Work request:
Render every one of the records below as a numbered list, one entry per line, with blank lines omitted. Leave the pictures out of the list.

Material shown:
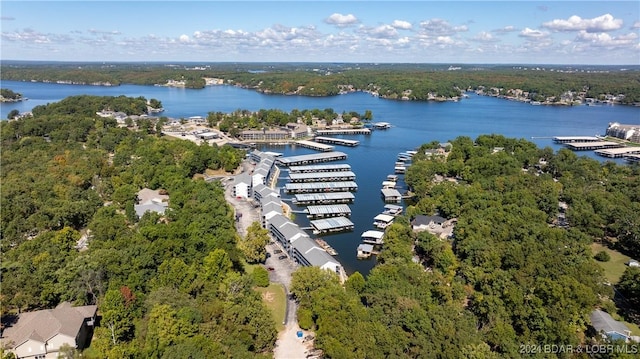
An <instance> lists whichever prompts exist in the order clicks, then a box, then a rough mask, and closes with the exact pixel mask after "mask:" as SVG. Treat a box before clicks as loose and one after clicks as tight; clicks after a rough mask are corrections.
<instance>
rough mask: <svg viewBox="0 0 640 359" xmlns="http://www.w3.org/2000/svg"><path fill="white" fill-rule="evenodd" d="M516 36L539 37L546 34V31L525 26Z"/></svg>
mask: <svg viewBox="0 0 640 359" xmlns="http://www.w3.org/2000/svg"><path fill="white" fill-rule="evenodd" d="M518 36H520V37H526V38H541V37H545V36H547V33H545V32H543V31H540V30H533V29H530V28H528V27H525V28H524V30H522V31H520V34H519V35H518Z"/></svg>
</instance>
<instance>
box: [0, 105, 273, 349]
mask: <svg viewBox="0 0 640 359" xmlns="http://www.w3.org/2000/svg"><path fill="white" fill-rule="evenodd" d="M143 100H144V99H131V98H130V99H126V98H106V97H101V98H96V97H89V96H78V97H72V98H68V99H65V100H64V101H61V102H60V103H57V104H51V105H48V106H46V107H44V108H41V109H38V110H37V111H35V110H34V116H33V117H31V118H24V119H21V120H17V121H10V122H7V121H2V122H0V134H1V139H2V158H1V163H0V165H1V166H2V177H1V179H2V193H1V197H0V200H1V205H2V216H1V224H2V232H1V234H2V238H1V240H0V244H1V245H2V254H1V256H2V257H1V259H2V261H1V262H2V267H1V270H2V272H1V274H2V301H1V302H2V307H1V309H2V314H3V316H5V317H6V316H7V315H11V314H12V313H16V312H17V311H28V310H35V309H41V308H51V307H54V306H56V305H57V304H58V303H60V302H61V301H71V302H73V303H76V304H89V303H96V304H98V306H99V314H100V315H101V322H100V325H99V326H98V327H97V328H96V329H95V333H94V339H93V342H92V345H91V347H90V349H89V350H87V351H85V353H84V357H91V358H187V357H191V358H211V357H230V358H255V357H261V356H265V357H269V356H270V352H271V350H272V349H273V346H274V344H275V338H276V330H275V323H274V321H273V318H272V317H271V312H270V311H269V310H267V309H266V307H265V306H264V304H263V302H262V299H261V297H260V295H259V294H258V293H257V292H256V291H255V290H254V289H253V288H254V286H255V285H256V283H254V279H253V277H252V276H250V275H248V274H246V272H245V269H244V268H245V264H244V263H245V260H244V255H243V252H242V251H241V250H240V249H239V245H238V244H239V243H242V241H243V240H244V239H243V238H239V237H238V234H237V233H236V231H235V227H234V218H233V211H232V210H231V208H230V207H229V206H228V205H227V203H226V202H225V199H224V193H223V189H222V187H221V185H220V184H219V183H208V182H205V181H203V180H198V179H197V177H198V176H197V174H199V173H202V171H204V170H205V169H206V168H211V169H219V168H224V167H227V166H228V167H230V168H236V167H237V165H238V164H239V163H240V160H241V159H242V158H243V153H242V152H239V151H238V150H236V149H233V148H231V147H228V146H224V147H216V146H207V145H203V146H198V145H196V144H194V143H192V142H189V141H176V140H167V139H164V138H159V137H158V135H157V134H156V133H154V131H153V126H151V127H149V128H148V130H147V131H145V130H138V131H132V130H130V129H126V128H119V127H117V126H116V123H115V121H114V120H111V119H102V118H96V116H95V112H93V111H94V109H92V106H94V105H95V104H96V103H100V104H101V106H102V105H107V106H110V107H112V108H120V106H122V108H121V109H122V110H125V109H132V111H134V112H135V111H137V110H139V109H141V107H139V105H140V103H141V102H142V103H144V102H145V101H143ZM134 109H135V110H134ZM45 134H48V135H49V136H44V135H45ZM194 178H196V179H194ZM145 187H147V188H151V189H162V190H164V191H166V193H168V195H169V197H170V200H169V209H168V210H167V212H166V213H165V215H163V216H160V215H159V214H155V213H152V212H148V213H146V214H145V215H144V216H143V217H142V218H139V219H138V218H137V216H136V215H135V212H134V211H133V206H134V201H135V200H136V193H137V192H138V190H140V189H141V188H145ZM82 235H87V238H88V243H89V245H88V248H87V249H86V250H81V251H79V250H78V249H76V248H75V247H76V243H77V241H78V240H79V239H80V238H81V236H82ZM5 319H6V318H5Z"/></svg>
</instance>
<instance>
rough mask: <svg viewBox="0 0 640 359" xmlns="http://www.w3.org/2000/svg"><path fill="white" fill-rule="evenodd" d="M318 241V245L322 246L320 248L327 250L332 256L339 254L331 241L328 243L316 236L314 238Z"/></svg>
mask: <svg viewBox="0 0 640 359" xmlns="http://www.w3.org/2000/svg"><path fill="white" fill-rule="evenodd" d="M314 240H315V241H316V243H318V245H319V246H320V248H322V249H324V250H325V251H327V253H329V254H330V255H332V256H337V255H338V252H337V251H336V250H335V249H333V247H331V246H330V245H329V243H327V241H325V240H323V239H320V238H316V239H314Z"/></svg>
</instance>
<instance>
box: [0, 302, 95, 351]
mask: <svg viewBox="0 0 640 359" xmlns="http://www.w3.org/2000/svg"><path fill="white" fill-rule="evenodd" d="M96 311H97V306H95V305H87V306H82V307H72V306H71V304H70V303H68V302H63V303H61V304H60V305H59V306H58V307H56V308H55V309H45V310H38V311H35V312H26V313H21V314H20V315H19V316H18V320H17V321H16V322H15V323H14V324H13V325H11V326H9V327H7V328H5V330H4V331H3V333H2V338H1V339H2V346H3V347H4V348H5V349H7V350H8V351H10V352H12V353H13V354H15V356H16V357H17V358H34V359H35V358H37V359H49V358H57V357H58V352H59V351H60V347H62V346H63V345H65V344H67V345H69V346H71V347H73V348H77V349H84V348H85V347H87V346H88V344H89V342H90V341H91V337H92V335H93V325H94V323H95V319H96Z"/></svg>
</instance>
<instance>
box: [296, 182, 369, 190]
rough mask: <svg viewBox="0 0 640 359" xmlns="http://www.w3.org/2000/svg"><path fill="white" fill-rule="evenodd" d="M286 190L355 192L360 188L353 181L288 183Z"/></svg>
mask: <svg viewBox="0 0 640 359" xmlns="http://www.w3.org/2000/svg"><path fill="white" fill-rule="evenodd" d="M284 190H285V192H287V193H316V192H345V191H350V192H353V191H357V190H358V184H357V183H355V182H353V181H341V182H309V183H287V184H285V185H284Z"/></svg>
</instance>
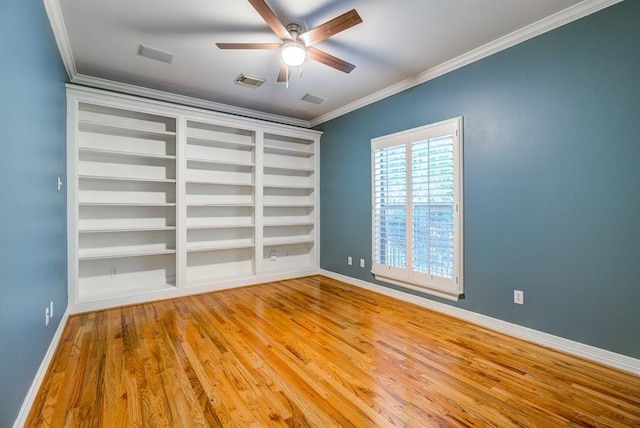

Solved problem:
1. An <instance> lists whichever prompts exist in the order clicks, then a box, then a rough mask, and closes with the exact pixel mask after "mask:" as SVG. Treat a box before clicks as loose and one after clicks as tight; clicks after a rough mask are corrections.
2. <instance>
3. rough mask: <svg viewBox="0 0 640 359" xmlns="http://www.w3.org/2000/svg"><path fill="white" fill-rule="evenodd" d="M516 36L539 37L546 34V31L525 26Z"/></svg>
4. mask: <svg viewBox="0 0 640 359" xmlns="http://www.w3.org/2000/svg"><path fill="white" fill-rule="evenodd" d="M518 36H520V37H526V38H541V37H545V36H547V33H545V32H543V31H540V30H533V29H530V28H528V27H525V28H524V30H522V31H520V34H519V35H518Z"/></svg>
5. </instance>
6. <instance>
7. box: [0, 105, 273, 349]
8. mask: <svg viewBox="0 0 640 359" xmlns="http://www.w3.org/2000/svg"><path fill="white" fill-rule="evenodd" d="M143 100H144V99H131V98H130V99H126V98H106V97H101V98H96V97H89V96H78V97H72V98H68V99H65V100H64V101H61V102H60V103H57V104H51V105H48V106H46V107H44V108H41V109H38V110H37V111H35V110H34V116H33V117H31V118H24V119H21V120H17V121H10V122H7V121H2V122H0V134H1V139H2V158H1V163H0V165H1V166H2V177H1V179H2V193H1V197H0V200H1V205H2V216H1V224H2V232H1V234H2V238H1V240H0V244H1V245H2V254H1V256H2V257H1V259H2V261H1V262H2V267H1V270H2V272H1V274H2V301H1V302H2V307H1V309H2V314H3V316H5V317H6V316H7V315H11V314H12V313H16V312H17V311H28V310H35V309H41V308H51V307H54V306H56V305H57V304H58V303H60V302H61V301H71V302H73V303H76V304H89V303H96V304H98V306H99V314H100V315H101V322H100V325H99V326H98V327H97V328H96V329H95V333H94V339H93V342H92V345H91V347H90V349H89V350H87V351H85V353H84V357H91V358H187V357H191V358H211V357H230V358H255V357H261V356H265V357H269V356H270V352H271V350H272V349H273V346H274V344H275V338H276V330H275V323H274V321H273V318H272V317H271V312H270V311H269V310H267V309H266V307H265V306H264V304H263V302H262V299H261V297H260V295H259V294H258V293H257V292H256V291H255V290H254V289H253V288H254V286H255V285H256V283H254V279H253V277H252V276H250V275H248V274H246V272H245V269H244V268H245V264H244V263H245V260H244V255H243V252H242V251H241V250H240V249H239V245H238V244H239V243H242V241H243V240H244V239H243V238H239V237H238V234H237V233H236V231H235V227H234V218H233V211H232V210H231V208H230V207H229V206H228V205H227V203H226V202H225V199H224V193H223V189H222V187H221V185H220V184H219V183H208V182H205V181H203V180H198V179H197V177H198V176H197V174H199V173H202V171H204V170H205V169H206V168H211V169H219V168H224V167H227V166H228V167H230V168H236V167H237V165H238V164H239V163H240V160H241V159H242V158H243V153H242V152H239V151H238V150H236V149H233V148H231V147H228V146H224V147H216V146H207V145H203V146H198V145H196V144H194V143H192V142H189V141H176V140H167V139H164V138H159V137H158V135H157V134H156V133H154V131H153V126H151V127H149V128H148V130H147V131H145V130H138V131H132V130H130V129H126V128H119V127H117V126H116V123H115V121H114V120H111V119H102V118H96V116H95V112H93V111H94V109H92V106H94V105H95V104H96V103H100V104H101V106H102V105H107V106H110V107H112V108H120V106H122V108H121V109H122V110H125V109H132V111H134V112H135V111H137V110H139V109H141V107H139V105H140V103H141V102H142V103H144V102H145V101H143ZM134 109H135V110H134ZM45 134H48V135H49V136H44V135H45ZM194 178H196V179H194ZM145 187H147V188H151V189H162V190H164V191H166V193H168V195H169V197H170V200H169V209H168V210H167V212H166V213H165V215H163V216H160V215H159V214H155V213H152V212H148V213H146V214H145V215H144V216H143V217H142V218H139V219H138V218H137V216H136V215H135V212H134V211H133V206H134V201H135V200H136V193H137V192H138V190H140V189H141V188H145ZM82 235H87V238H88V243H89V245H88V248H87V249H86V250H81V251H79V250H78V249H76V248H75V247H76V243H77V241H78V240H79V239H80V238H81V236H82ZM5 319H6V318H5Z"/></svg>
9. </instance>
10. <instance>
11. rough mask: <svg viewBox="0 0 640 359" xmlns="http://www.w3.org/2000/svg"><path fill="white" fill-rule="evenodd" d="M318 241V245L322 246L320 248L327 250L332 256L339 254L331 241L328 243L316 236L314 238Z"/></svg>
12. mask: <svg viewBox="0 0 640 359" xmlns="http://www.w3.org/2000/svg"><path fill="white" fill-rule="evenodd" d="M314 240H315V241H316V243H318V245H319V246H320V248H322V249H324V250H325V251H327V253H329V254H330V255H332V256H337V255H338V252H337V251H336V250H335V249H333V247H331V246H330V245H329V243H327V241H325V240H323V239H320V238H316V239H314Z"/></svg>
13. </instance>
14. <instance>
15. box: [0, 302, 95, 351]
16. mask: <svg viewBox="0 0 640 359" xmlns="http://www.w3.org/2000/svg"><path fill="white" fill-rule="evenodd" d="M96 311H97V306H95V305H87V306H82V307H72V306H71V304H70V303H68V302H63V303H61V304H60V305H59V306H58V307H56V308H55V309H45V310H38V311H35V312H26V313H21V314H20V315H19V316H18V320H17V321H16V322H15V323H14V324H13V325H11V326H9V327H7V328H5V330H4V331H3V333H2V338H1V339H2V346H3V347H4V348H5V349H7V350H8V351H10V352H12V353H13V354H15V356H16V357H17V358H34V359H35V358H37V359H49V358H57V357H58V352H59V351H60V347H62V346H63V345H65V344H67V345H69V346H71V347H73V348H77V349H84V348H85V347H87V346H88V344H89V342H90V341H91V337H92V335H93V325H94V323H95V319H96Z"/></svg>
17. </instance>
18. <instance>
19. box: [296, 182, 369, 190]
20. rough mask: <svg viewBox="0 0 640 359" xmlns="http://www.w3.org/2000/svg"><path fill="white" fill-rule="evenodd" d="M286 190L355 192L360 188L353 181L288 183Z"/></svg>
21. mask: <svg viewBox="0 0 640 359" xmlns="http://www.w3.org/2000/svg"><path fill="white" fill-rule="evenodd" d="M284 190H285V192H287V193H316V192H345V191H350V192H353V191H357V190H358V184H357V183H355V182H353V181H341V182H309V183H287V184H285V185H284Z"/></svg>
22. </instance>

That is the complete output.